Input for this task:
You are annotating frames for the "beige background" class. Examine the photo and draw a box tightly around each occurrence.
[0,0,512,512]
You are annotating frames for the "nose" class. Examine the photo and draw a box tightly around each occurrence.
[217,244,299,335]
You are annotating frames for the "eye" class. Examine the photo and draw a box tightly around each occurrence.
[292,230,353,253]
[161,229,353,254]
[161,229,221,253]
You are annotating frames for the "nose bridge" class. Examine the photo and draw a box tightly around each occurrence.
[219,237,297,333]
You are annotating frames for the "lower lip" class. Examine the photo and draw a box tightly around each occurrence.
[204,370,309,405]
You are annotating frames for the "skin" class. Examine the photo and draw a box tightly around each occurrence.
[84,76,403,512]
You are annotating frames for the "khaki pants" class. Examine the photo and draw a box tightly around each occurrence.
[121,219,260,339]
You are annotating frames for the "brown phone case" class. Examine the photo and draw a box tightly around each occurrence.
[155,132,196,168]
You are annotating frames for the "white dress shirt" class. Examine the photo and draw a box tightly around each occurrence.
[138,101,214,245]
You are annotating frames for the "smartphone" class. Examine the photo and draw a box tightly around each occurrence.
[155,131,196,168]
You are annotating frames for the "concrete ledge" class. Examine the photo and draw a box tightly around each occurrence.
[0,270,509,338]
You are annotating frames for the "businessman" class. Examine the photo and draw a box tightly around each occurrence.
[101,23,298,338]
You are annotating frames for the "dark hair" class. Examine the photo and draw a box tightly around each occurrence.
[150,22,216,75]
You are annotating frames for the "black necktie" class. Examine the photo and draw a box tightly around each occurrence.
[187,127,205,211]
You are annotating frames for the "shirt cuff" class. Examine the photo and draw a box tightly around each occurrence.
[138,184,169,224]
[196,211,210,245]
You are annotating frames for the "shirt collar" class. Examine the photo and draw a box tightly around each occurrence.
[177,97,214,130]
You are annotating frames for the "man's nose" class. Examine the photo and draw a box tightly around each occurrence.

Problem statement: Select every line of the items above that contains the string "nose", treating uppercase and lowercase as different, and copy each of those lines.

Worked answer:
You are annotating frames for the "nose" class. Examine the photo and draw a box tightly around each occurrence.
You are annotating frames for the "nose bridge" class. Examine the photo and draw a box tightly around each occurrence.
You are annotating frames for the "man's nose" class. Examine the photo and draw a box tightly around each occurrence.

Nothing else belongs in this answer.